▶ **EXERCISE TEXT**
Wednesday, April 12, 2006

Today's Wednesday Essay is from a highly talented woman, Jane Merryman, whose work deserves to be widely published.

Attention Depth Disorder
by Jane Merryman

I don’t read reading anymore; I read writing.

I often catch myself reading as a copy editor, finely attuned to the typo, the esoteric grammatical error, the usage “infelicity.” Since I began trying to do some writing myself and participating in a writing class, I not only read my own work more critically, but I also read everyone else’s work as if it were in the hot seat in front of the class.

I first noticed this when I succumbed to an uncontrollable urge to red pencil Virginia Woolf’s To the Lighthouse when I read it for my book group. She has a maddening quirk of separating her pronouns from their nouns, a scenario in which “he” becomes so lost that the reader has no idea to whom this pronoun refers. Her conversations are long and each character’s contribution is marked only by quote marks, not X said, Y said. After half a page I don’t know who is saying what.

Other authors get my copy editor’s goat for much less. I love Janet Evanovich’s Stephanie Plum novels, so gritty and irreverent, and sexy, but she constantly spells all right as alright. Arrgh! I get so distracted by such errors I can’t enjoy a good story.

▶ **DATA**
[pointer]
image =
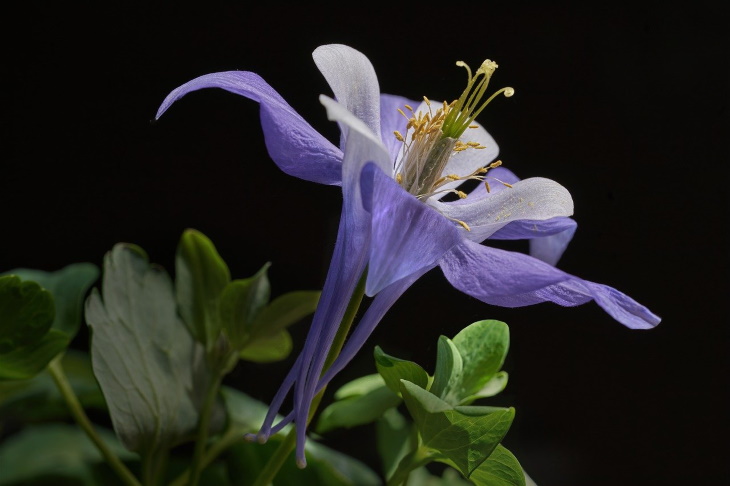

▶ **EXERCISES TO COMPLETE**
1. In the essay, what spelling does Janet Evanovich constantly use in place of "all right"?
2. Write out the passage of the essay that opens with the words containing "Wednesday, April 12, 2006" and closes with "I read writing.".

▶ **ANSWER LIST**
1. She spells it "alright."

2.
Wednesday, April 12, 2006

Today's Wednesday Essay is from a highly talented woman, Jane Merryman, whose work deserves to be widely published.

Attention Depth Disorder
by Jane Merryman

I don’t read reading anymore; I read writing.